*What to work on*: Extract every line of the rows that contains the word "wooden", matching case exactly.

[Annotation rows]

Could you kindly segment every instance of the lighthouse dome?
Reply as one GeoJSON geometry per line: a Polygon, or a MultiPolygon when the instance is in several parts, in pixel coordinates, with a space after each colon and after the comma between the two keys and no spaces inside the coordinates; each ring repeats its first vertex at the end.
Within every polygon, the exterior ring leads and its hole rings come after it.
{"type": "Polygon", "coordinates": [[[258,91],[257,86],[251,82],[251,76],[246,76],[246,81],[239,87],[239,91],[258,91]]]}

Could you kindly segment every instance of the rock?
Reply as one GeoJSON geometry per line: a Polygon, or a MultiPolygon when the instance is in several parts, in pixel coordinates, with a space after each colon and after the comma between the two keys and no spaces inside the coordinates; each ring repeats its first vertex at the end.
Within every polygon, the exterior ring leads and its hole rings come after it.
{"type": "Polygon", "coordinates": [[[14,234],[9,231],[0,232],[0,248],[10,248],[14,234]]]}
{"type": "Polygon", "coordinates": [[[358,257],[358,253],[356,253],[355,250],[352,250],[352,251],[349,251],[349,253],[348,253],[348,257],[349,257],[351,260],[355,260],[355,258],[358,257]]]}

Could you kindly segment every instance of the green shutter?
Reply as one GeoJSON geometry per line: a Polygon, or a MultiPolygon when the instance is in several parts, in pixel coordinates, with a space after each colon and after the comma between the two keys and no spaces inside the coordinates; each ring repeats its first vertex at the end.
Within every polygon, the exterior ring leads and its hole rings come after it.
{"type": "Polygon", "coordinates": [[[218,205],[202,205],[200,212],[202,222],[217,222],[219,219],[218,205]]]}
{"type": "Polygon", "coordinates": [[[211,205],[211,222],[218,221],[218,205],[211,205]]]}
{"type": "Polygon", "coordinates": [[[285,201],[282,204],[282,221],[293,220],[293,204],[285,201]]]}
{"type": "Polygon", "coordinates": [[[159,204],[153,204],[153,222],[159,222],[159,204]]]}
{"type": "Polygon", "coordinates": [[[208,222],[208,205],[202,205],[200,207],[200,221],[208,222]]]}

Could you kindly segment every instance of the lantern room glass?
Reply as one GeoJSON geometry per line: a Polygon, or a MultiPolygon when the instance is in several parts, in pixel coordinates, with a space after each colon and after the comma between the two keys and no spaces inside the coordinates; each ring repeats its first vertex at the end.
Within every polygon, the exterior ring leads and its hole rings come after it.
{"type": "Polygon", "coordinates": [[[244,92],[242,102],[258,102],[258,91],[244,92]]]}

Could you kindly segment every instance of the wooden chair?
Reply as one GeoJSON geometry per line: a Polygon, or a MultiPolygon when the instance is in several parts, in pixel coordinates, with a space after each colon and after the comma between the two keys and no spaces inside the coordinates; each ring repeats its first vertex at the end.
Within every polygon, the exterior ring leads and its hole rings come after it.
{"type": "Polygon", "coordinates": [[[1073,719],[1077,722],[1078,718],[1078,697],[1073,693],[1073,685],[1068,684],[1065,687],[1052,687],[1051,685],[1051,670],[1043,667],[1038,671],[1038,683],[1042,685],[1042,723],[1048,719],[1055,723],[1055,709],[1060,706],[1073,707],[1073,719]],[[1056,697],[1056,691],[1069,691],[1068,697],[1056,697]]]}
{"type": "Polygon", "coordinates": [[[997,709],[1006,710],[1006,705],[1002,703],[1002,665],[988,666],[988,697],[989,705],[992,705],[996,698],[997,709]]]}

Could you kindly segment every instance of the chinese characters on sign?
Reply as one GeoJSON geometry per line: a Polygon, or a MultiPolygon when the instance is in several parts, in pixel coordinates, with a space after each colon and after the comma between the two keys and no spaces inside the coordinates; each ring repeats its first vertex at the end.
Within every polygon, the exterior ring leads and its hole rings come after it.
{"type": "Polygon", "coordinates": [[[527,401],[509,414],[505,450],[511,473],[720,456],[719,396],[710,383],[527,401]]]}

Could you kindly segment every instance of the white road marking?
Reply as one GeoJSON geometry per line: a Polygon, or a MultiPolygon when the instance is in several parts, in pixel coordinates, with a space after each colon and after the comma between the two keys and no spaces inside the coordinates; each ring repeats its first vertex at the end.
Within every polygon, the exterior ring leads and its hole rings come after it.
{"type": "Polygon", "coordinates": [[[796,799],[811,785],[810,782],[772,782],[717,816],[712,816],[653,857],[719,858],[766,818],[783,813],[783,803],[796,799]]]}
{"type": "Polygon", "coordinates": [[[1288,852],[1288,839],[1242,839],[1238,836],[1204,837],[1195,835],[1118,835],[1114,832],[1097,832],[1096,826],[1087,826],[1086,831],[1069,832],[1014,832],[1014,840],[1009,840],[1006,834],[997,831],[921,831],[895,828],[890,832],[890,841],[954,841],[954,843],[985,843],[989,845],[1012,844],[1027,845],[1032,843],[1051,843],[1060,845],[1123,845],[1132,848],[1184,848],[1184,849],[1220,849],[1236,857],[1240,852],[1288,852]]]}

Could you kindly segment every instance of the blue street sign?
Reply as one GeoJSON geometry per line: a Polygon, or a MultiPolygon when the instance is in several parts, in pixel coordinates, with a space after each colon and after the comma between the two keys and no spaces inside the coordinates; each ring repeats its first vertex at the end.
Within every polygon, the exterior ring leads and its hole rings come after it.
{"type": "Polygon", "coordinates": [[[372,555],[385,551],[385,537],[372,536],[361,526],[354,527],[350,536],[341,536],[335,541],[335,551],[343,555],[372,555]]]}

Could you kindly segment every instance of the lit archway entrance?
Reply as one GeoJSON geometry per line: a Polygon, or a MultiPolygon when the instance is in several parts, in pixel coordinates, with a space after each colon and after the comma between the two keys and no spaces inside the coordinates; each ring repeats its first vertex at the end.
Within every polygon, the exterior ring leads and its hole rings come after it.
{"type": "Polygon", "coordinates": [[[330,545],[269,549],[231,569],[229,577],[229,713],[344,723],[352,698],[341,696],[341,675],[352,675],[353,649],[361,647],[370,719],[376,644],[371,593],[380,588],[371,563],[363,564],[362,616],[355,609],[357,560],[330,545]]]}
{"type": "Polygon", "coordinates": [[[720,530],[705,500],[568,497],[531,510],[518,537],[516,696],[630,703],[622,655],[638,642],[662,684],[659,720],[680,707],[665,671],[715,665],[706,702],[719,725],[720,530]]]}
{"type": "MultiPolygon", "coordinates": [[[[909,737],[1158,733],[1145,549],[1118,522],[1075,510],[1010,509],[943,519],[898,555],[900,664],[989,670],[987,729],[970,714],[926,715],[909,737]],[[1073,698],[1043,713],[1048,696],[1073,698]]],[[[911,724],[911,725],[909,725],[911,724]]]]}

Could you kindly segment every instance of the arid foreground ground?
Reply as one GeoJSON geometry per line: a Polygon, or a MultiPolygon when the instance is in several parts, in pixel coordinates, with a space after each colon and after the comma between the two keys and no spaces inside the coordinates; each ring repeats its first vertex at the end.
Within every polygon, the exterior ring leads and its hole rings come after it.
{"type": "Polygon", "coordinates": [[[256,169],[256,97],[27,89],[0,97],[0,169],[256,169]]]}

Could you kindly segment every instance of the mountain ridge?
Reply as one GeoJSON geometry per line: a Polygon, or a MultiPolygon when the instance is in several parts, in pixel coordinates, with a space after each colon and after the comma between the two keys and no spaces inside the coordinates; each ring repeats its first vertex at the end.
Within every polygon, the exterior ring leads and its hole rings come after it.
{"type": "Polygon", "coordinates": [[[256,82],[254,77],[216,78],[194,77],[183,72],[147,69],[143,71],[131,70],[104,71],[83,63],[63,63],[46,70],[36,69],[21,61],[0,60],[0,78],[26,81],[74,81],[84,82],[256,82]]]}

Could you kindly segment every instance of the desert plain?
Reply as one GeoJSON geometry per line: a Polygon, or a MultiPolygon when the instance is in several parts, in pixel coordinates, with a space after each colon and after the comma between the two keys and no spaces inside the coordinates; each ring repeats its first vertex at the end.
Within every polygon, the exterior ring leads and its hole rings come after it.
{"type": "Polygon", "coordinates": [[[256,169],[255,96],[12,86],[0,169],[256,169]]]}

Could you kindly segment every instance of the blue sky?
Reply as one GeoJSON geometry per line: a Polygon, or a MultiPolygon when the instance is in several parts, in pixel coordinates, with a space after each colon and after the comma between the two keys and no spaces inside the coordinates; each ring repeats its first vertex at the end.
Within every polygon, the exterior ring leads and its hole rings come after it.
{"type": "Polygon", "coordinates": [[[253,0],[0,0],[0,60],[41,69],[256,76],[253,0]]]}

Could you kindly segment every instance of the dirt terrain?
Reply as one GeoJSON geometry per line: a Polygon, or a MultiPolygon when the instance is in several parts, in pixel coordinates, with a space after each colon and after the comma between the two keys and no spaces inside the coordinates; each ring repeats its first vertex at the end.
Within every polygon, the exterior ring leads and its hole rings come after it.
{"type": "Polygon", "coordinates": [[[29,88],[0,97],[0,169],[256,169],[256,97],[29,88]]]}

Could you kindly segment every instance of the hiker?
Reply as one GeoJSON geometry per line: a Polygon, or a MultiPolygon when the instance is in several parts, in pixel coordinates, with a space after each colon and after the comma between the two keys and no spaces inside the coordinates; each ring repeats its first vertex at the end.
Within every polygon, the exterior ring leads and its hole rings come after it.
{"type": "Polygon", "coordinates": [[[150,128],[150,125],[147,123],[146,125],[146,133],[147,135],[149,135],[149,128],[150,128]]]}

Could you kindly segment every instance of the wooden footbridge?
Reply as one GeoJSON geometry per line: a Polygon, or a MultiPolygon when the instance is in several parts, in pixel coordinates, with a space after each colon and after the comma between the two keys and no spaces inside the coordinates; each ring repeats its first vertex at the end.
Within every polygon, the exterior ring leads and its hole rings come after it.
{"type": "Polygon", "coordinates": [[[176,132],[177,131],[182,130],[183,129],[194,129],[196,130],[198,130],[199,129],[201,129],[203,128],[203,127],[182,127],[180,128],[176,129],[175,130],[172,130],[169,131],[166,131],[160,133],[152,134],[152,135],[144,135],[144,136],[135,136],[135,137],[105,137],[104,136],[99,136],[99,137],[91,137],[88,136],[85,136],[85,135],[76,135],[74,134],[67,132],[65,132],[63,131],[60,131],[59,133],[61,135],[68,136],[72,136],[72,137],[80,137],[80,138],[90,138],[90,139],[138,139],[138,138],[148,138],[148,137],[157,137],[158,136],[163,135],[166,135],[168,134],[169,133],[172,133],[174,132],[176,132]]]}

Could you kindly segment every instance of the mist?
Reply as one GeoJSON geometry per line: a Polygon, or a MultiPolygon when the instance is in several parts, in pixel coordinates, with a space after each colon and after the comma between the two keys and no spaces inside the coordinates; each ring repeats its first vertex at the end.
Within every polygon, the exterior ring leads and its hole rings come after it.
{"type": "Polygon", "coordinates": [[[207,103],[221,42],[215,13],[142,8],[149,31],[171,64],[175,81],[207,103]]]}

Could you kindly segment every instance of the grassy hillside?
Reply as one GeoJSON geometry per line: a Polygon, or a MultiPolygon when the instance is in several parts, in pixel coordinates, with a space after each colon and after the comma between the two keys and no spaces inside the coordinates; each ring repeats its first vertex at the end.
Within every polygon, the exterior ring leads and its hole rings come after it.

*Result of the exercise*:
Could you kindly segment every instance of the wooden chair?
Could you kindly segment every instance of the wooden footbridge?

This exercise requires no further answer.